▶ DIRECTION
Copy out the records starting at the line containing "Task: tag the ponytail" and ending with the line containing "x=806, y=223", keeping both of those lines, and output nothing else.

▶ Location identification entries
*****
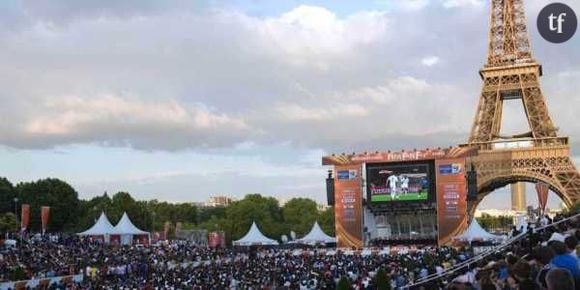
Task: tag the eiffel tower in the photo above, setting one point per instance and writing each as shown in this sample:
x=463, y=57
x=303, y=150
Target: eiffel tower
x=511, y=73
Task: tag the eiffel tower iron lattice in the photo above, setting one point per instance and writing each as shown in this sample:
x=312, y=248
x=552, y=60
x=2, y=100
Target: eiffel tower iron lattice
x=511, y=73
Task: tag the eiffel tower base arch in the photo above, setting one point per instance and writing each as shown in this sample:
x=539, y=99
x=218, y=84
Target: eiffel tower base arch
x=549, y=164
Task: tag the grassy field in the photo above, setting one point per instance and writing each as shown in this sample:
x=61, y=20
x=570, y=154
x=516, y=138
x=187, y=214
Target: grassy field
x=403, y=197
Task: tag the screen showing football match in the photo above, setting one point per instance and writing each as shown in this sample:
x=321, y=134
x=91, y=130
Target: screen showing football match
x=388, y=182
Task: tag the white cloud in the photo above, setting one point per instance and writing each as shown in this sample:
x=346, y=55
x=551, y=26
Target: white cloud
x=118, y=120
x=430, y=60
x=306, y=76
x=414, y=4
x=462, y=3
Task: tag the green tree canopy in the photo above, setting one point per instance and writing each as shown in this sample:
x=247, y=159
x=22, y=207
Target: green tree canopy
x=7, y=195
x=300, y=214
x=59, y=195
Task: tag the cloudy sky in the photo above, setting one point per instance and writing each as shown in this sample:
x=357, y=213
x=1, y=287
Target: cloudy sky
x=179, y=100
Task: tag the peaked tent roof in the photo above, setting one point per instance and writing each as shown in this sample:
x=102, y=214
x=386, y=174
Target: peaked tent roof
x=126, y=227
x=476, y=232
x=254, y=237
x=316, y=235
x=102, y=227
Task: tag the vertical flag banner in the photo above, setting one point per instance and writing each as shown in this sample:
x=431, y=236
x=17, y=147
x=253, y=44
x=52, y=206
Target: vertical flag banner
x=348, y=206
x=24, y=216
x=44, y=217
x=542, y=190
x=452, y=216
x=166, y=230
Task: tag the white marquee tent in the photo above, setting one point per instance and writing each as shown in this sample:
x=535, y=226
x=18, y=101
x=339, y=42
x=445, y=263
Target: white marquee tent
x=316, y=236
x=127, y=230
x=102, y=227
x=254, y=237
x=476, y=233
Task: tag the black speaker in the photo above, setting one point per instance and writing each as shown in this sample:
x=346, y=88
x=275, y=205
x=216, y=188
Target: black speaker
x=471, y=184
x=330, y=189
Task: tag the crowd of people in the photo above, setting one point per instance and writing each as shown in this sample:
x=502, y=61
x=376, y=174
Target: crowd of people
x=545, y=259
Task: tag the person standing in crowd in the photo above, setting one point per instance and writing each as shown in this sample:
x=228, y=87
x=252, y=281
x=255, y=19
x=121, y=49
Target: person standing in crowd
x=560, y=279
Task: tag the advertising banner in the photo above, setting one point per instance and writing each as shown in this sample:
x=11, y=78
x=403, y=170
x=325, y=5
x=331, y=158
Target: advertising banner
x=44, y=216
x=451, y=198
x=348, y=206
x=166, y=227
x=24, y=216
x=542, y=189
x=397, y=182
*****
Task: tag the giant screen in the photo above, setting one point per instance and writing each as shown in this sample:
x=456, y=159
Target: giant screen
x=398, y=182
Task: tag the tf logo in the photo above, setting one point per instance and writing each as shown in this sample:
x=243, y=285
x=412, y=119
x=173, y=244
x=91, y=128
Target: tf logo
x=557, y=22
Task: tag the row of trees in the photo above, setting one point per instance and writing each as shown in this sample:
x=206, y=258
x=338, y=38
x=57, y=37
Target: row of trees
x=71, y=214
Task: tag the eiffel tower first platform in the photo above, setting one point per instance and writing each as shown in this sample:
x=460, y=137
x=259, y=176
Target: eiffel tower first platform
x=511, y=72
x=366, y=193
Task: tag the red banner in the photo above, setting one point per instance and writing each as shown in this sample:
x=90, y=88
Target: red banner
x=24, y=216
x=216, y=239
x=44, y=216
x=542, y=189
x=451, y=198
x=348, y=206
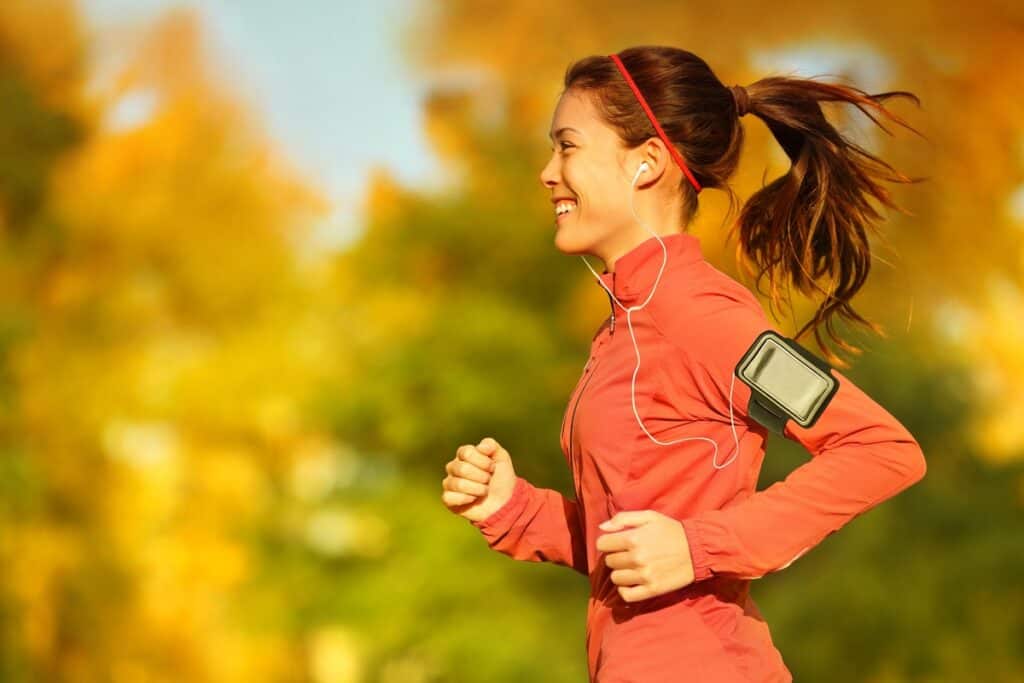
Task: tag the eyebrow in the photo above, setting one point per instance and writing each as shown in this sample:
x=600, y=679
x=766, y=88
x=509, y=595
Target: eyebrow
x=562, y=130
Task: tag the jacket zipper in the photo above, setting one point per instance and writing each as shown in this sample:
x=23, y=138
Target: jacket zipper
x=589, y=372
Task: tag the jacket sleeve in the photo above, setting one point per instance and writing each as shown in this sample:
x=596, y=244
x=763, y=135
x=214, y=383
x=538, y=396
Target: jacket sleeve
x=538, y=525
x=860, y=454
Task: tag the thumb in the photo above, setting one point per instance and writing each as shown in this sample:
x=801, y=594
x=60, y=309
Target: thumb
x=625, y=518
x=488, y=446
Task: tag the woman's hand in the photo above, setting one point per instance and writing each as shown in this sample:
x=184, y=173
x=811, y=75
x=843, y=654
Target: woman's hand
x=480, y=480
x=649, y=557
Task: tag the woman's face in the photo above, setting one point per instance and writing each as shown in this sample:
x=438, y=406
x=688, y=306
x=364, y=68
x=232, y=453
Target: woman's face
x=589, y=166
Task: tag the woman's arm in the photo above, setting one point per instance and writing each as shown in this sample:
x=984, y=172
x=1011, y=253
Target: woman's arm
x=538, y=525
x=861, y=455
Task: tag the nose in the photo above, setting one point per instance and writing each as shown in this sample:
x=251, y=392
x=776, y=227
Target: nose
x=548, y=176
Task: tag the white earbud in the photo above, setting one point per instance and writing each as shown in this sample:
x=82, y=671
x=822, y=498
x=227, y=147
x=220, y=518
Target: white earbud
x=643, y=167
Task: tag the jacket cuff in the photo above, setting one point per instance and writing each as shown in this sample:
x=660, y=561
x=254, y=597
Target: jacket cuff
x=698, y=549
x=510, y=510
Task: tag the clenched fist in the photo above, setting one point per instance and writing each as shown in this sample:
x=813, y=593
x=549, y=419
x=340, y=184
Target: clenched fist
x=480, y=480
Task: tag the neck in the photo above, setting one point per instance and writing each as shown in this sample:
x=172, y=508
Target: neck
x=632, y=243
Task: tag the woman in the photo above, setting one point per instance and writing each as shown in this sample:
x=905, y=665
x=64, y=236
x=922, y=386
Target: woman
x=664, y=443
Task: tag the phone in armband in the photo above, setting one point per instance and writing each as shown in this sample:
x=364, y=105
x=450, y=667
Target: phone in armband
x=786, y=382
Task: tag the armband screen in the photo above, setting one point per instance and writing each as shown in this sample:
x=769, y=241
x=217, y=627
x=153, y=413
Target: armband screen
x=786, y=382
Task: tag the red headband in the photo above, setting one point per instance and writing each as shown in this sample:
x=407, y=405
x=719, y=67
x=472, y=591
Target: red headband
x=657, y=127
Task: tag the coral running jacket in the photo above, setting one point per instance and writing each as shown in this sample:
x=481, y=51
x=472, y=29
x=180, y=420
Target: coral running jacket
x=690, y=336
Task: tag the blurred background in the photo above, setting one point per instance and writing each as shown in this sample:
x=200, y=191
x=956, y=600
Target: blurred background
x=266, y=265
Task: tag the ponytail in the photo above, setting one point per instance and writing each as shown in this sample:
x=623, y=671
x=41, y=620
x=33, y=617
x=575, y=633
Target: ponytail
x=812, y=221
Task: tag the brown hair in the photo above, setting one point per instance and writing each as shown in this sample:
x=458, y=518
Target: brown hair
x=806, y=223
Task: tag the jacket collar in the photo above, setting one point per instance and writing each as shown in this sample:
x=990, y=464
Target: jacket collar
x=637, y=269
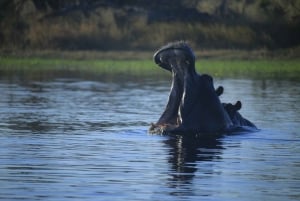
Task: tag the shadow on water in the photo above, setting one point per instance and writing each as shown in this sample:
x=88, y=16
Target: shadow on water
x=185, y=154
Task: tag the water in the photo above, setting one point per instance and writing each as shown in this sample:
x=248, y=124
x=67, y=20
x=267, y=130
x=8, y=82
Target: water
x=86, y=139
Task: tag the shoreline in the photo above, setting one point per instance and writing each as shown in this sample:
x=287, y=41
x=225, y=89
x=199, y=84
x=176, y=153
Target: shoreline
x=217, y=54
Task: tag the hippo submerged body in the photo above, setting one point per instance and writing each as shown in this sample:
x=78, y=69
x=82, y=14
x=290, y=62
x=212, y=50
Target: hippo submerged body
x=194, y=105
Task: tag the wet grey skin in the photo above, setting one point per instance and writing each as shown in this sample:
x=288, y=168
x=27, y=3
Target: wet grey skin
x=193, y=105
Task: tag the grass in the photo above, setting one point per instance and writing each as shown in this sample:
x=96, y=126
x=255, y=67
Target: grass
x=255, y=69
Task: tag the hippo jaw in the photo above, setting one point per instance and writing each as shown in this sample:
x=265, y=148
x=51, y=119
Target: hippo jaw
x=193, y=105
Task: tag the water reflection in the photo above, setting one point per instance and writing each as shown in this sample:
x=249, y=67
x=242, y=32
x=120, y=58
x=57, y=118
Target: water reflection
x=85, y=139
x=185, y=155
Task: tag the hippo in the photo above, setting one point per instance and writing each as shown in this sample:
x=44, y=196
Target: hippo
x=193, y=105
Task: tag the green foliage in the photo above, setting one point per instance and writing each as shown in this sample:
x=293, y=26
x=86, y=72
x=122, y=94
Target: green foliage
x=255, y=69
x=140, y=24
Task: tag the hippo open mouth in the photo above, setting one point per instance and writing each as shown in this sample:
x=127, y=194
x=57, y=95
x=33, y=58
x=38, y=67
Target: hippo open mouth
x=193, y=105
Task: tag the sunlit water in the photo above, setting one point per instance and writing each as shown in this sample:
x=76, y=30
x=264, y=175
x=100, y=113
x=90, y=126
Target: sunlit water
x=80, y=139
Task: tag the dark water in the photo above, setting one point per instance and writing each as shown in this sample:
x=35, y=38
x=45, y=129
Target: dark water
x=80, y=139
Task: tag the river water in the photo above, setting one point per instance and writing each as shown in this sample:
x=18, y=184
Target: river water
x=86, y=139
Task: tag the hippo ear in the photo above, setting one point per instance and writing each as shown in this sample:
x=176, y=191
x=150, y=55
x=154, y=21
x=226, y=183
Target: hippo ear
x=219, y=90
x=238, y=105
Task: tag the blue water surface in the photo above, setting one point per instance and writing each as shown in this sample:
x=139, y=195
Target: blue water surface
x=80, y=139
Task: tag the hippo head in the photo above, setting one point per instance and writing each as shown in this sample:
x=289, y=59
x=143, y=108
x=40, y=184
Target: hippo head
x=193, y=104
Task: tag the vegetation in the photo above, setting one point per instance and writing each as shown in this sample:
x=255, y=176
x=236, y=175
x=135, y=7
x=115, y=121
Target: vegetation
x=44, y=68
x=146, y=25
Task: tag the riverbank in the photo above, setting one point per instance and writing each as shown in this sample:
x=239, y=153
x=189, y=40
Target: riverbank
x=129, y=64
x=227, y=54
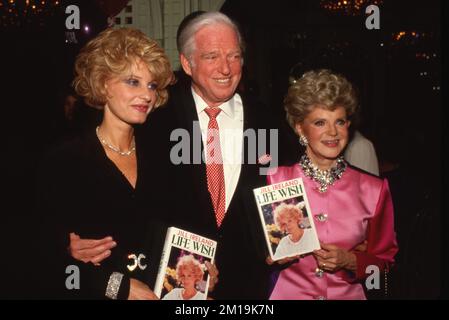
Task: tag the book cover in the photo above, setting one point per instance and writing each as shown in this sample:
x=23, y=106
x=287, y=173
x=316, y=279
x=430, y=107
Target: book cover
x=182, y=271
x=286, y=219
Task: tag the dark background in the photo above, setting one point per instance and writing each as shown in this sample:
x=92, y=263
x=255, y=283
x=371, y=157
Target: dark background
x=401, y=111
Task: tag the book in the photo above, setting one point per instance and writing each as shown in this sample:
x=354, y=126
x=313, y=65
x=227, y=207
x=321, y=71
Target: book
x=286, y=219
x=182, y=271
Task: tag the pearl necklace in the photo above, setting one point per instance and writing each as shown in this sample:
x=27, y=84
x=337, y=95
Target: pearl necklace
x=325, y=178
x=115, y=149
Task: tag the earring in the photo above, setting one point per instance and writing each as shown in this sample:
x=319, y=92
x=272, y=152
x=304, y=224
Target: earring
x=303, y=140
*****
▶ WRITTEN REPLY
Task: tag the ponytail in the photo above, setting one point per instance and writing each as shown in this sample:
x=623, y=671
x=41, y=620
x=33, y=617
x=575, y=633
Target: ponytail
x=812, y=221
Task: tag the brown hair in the photo above, setting one point per instance and writing each as shown in this sample:
x=458, y=518
Target: brown hair
x=806, y=223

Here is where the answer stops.